#### The data
— START —
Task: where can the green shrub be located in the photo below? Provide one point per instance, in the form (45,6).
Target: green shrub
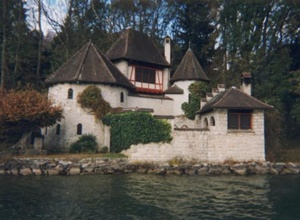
(91,98)
(103,150)
(87,143)
(134,128)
— END —
Copy the material above verbatim, line for line, leaving out the picture.

Task: where can the green shrub be located in the photo below? Provide one point per instance, in the form (45,6).
Target: green shrub
(91,98)
(103,150)
(87,143)
(134,128)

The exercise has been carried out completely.